A word-for-word retyping of the listing is the goal.

▸ **Working data**:
^^^^^^^^^^^^^^^^

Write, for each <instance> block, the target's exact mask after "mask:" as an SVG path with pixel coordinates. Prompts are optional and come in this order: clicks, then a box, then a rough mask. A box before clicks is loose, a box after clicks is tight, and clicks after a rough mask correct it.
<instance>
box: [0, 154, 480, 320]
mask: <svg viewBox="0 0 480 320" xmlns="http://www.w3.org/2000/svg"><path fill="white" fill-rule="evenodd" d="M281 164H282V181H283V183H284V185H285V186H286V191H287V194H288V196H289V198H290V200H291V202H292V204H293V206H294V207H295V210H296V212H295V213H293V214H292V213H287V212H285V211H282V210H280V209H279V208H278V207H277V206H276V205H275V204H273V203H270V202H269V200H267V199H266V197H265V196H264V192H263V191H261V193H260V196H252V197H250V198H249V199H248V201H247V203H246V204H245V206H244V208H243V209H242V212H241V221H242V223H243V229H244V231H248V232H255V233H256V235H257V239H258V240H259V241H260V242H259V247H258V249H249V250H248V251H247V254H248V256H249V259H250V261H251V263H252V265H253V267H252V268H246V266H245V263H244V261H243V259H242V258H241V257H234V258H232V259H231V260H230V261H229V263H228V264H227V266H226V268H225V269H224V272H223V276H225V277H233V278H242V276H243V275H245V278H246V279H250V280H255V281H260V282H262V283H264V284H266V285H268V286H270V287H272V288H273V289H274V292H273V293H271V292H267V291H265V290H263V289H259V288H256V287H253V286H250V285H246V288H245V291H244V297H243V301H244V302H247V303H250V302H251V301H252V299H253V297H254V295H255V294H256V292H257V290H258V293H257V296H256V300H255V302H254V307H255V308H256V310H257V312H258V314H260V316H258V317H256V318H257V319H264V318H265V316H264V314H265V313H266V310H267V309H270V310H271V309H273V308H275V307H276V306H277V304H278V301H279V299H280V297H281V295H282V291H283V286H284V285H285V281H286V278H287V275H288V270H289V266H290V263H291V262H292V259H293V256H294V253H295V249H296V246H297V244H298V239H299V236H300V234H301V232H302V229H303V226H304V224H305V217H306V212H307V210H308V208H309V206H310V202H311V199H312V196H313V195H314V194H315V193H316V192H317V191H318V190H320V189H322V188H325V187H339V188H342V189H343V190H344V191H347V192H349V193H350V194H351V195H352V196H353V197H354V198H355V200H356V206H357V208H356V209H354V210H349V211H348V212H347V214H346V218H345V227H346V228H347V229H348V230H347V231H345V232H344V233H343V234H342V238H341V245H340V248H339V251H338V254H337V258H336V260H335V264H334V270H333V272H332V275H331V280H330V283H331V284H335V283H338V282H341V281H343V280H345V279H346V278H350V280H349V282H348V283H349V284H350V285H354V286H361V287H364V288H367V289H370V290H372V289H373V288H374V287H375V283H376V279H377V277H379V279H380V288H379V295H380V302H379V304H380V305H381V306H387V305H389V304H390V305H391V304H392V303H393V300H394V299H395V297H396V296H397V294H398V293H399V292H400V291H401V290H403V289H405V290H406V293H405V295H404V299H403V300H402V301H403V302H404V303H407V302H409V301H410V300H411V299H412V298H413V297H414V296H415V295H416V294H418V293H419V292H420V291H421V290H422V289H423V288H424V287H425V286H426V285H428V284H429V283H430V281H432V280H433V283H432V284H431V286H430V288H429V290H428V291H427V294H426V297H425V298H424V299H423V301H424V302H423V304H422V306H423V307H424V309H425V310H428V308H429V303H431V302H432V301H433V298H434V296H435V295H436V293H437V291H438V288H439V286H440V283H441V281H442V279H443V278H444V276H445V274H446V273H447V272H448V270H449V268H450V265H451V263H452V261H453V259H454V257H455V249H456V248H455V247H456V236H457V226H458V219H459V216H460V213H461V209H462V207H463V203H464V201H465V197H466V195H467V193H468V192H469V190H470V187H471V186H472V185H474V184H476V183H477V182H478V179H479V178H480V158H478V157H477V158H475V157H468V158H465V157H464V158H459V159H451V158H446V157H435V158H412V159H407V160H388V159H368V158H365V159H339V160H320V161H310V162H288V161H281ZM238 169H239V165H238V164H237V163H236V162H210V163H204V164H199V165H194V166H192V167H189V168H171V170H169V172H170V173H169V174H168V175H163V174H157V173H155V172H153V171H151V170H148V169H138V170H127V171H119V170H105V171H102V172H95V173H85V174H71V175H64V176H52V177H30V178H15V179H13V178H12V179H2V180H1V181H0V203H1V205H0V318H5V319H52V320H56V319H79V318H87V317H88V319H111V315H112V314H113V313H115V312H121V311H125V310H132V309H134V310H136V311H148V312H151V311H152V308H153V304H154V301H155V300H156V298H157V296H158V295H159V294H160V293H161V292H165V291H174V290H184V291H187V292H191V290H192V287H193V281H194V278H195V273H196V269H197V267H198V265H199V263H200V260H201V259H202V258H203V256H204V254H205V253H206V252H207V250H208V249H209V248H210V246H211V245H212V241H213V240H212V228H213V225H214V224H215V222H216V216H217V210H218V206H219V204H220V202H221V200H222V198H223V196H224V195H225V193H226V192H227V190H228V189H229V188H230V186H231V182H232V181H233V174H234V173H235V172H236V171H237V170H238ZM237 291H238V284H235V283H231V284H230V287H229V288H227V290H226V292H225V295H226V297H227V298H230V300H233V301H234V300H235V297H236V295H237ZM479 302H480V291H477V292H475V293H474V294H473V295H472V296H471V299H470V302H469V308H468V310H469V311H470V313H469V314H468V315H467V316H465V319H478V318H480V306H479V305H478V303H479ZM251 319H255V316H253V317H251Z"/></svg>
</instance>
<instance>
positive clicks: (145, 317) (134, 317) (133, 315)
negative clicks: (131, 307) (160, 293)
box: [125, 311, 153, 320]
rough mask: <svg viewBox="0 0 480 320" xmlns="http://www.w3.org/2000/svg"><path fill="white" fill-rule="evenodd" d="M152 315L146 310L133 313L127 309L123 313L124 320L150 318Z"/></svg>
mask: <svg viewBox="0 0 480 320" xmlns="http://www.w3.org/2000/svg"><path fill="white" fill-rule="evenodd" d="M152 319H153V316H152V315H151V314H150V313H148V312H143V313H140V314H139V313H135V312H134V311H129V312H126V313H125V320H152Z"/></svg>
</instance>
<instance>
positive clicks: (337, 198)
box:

^^^^^^^^^^^^^^^^

▸ **Answer area**:
Write, for each <instance> block, the target's exact mask after "mask:" as an SVG path with pixel coordinates. Prompts are optional and come in this order: clicks, then a box, then a rough mask. A box before clicks is loose, a box after clicks is tight, and clicks after a rough mask correct it.
<instance>
box: [0, 154, 480, 320]
mask: <svg viewBox="0 0 480 320" xmlns="http://www.w3.org/2000/svg"><path fill="white" fill-rule="evenodd" d="M281 164H282V181H283V183H284V185H285V186H286V191H287V194H288V196H289V198H290V200H291V202H292V204H293V206H294V207H295V210H296V212H295V213H293V214H292V213H287V212H285V211H282V210H280V209H279V208H278V207H277V206H276V205H275V204H273V203H270V202H269V200H267V199H266V197H265V196H264V192H263V191H261V193H260V196H252V197H250V198H249V199H248V201H247V203H246V204H245V206H244V208H243V209H242V212H241V221H242V223H243V229H244V231H248V232H255V233H256V235H257V239H258V240H259V241H260V242H259V247H258V249H249V250H248V251H247V254H248V256H249V259H250V261H251V263H252V265H253V267H252V268H246V266H245V263H244V261H243V259H242V258H241V257H234V258H232V259H231V260H230V261H229V263H228V264H227V266H226V268H225V269H224V272H223V276H225V277H233V278H242V276H243V275H245V278H246V279H250V280H255V281H260V282H262V283H264V284H266V285H268V286H270V287H272V288H273V289H274V292H273V293H271V292H267V291H265V290H263V289H259V288H256V287H253V286H250V285H246V288H245V291H244V297H243V301H244V302H247V303H250V302H251V301H252V299H253V297H254V295H255V294H256V292H257V290H258V293H257V296H256V300H255V302H254V307H255V308H256V310H257V312H258V314H260V316H258V317H256V318H257V319H264V318H265V316H264V314H265V313H266V310H267V309H270V310H271V309H273V308H275V307H276V306H277V304H278V301H279V299H280V297H281V295H282V291H283V286H284V285H285V281H286V278H287V275H288V270H289V266H290V263H291V262H292V259H293V256H294V253H295V249H296V246H297V244H298V239H299V236H300V234H301V232H302V229H303V226H304V224H305V217H306V212H307V210H308V208H309V206H310V202H311V199H312V196H313V195H314V194H315V193H316V192H317V191H318V190H320V189H322V188H325V187H339V188H342V189H343V190H344V191H347V192H349V193H350V194H351V195H352V196H353V197H354V198H355V200H356V206H357V208H356V209H354V210H349V211H348V212H347V214H346V218H345V227H346V228H347V229H348V230H347V231H345V232H344V233H343V234H342V238H341V245H340V248H339V251H338V254H337V258H336V260H335V264H334V270H333V272H332V275H331V280H330V283H331V284H335V283H338V282H341V281H343V280H345V279H346V278H350V280H349V282H348V283H349V284H350V285H354V286H361V287H364V288H367V289H370V290H372V289H373V288H374V287H375V283H376V279H377V277H379V279H380V288H379V295H380V302H379V304H380V305H381V306H387V305H389V304H390V305H391V304H392V303H393V300H394V299H395V297H396V296H397V294H398V293H399V292H400V291H401V290H403V289H405V290H406V293H405V295H404V299H403V300H402V301H403V302H404V303H407V302H409V301H410V300H411V299H412V298H413V297H414V296H415V295H416V294H418V293H419V292H420V291H421V290H422V289H423V288H424V287H425V286H426V285H428V284H429V283H430V281H432V280H433V283H432V284H431V286H430V288H429V290H428V291H427V294H426V297H425V298H424V299H423V301H424V302H423V304H422V306H423V307H424V309H425V310H428V308H429V303H431V302H432V301H433V298H434V296H435V295H436V293H437V291H438V288H439V286H440V283H441V281H442V279H443V278H444V276H445V274H446V273H447V272H448V270H449V268H450V265H451V263H452V261H453V259H454V257H455V249H456V248H455V247H456V236H457V226H458V219H459V216H460V213H461V209H462V207H463V203H464V201H465V197H466V195H467V193H468V192H469V190H470V187H471V186H472V185H474V184H476V183H477V182H478V179H479V178H480V158H478V157H477V158H475V157H468V158H465V157H464V158H459V159H451V158H446V157H435V158H412V159H407V160H388V159H368V158H365V159H339V160H320V161H310V162H288V161H281ZM238 169H239V165H238V164H237V163H236V162H210V163H204V164H199V165H194V166H192V167H189V168H171V170H169V172H170V173H169V174H168V175H163V174H157V173H155V172H153V171H151V170H148V169H138V170H127V171H119V170H105V171H102V172H95V173H85V174H71V175H64V176H52V177H30V178H15V179H13V178H12V179H2V180H1V181H0V203H1V205H0V318H5V319H52V320H56V319H79V318H87V317H88V319H111V315H112V314H113V313H115V312H121V311H125V310H132V309H134V310H136V311H148V312H151V311H152V308H153V304H154V301H155V300H156V298H157V296H158V295H159V294H160V293H161V292H165V291H174V290H184V291H187V292H191V290H192V287H193V281H194V278H195V273H196V269H197V267H198V265H199V263H200V260H201V259H202V258H203V256H204V254H205V253H206V252H207V250H208V249H209V248H210V246H211V245H212V241H213V240H212V228H213V225H214V224H215V222H216V216H217V210H218V206H219V204H220V202H221V200H222V198H223V196H224V195H225V193H226V192H227V190H228V189H229V188H230V186H231V182H232V181H233V174H234V173H235V172H236V171H237V170H238ZM237 291H238V284H235V283H231V284H230V287H229V288H227V290H226V292H225V295H226V297H227V298H230V300H233V301H234V300H235V297H236V295H237ZM479 302H480V291H477V292H475V293H474V294H473V295H472V296H471V299H470V302H469V308H468V310H469V311H470V313H469V314H468V315H467V316H465V319H478V318H480V306H479V305H478V303H479ZM251 319H255V316H253V317H251Z"/></svg>
</instance>
<instance>
positive clicks: (145, 317) (134, 317) (133, 315)
negative clicks: (131, 307) (160, 293)
box: [125, 311, 153, 320]
rough mask: <svg viewBox="0 0 480 320" xmlns="http://www.w3.org/2000/svg"><path fill="white" fill-rule="evenodd" d="M152 315L146 310L133 313L127 309L123 313L124 320L150 318Z"/></svg>
mask: <svg viewBox="0 0 480 320" xmlns="http://www.w3.org/2000/svg"><path fill="white" fill-rule="evenodd" d="M152 319H153V316H152V315H151V314H150V313H148V312H143V313H140V314H139V313H135V312H134V311H129V312H126V313H125V320H152Z"/></svg>
</instance>
<instance>
positive clicks: (337, 198)
box:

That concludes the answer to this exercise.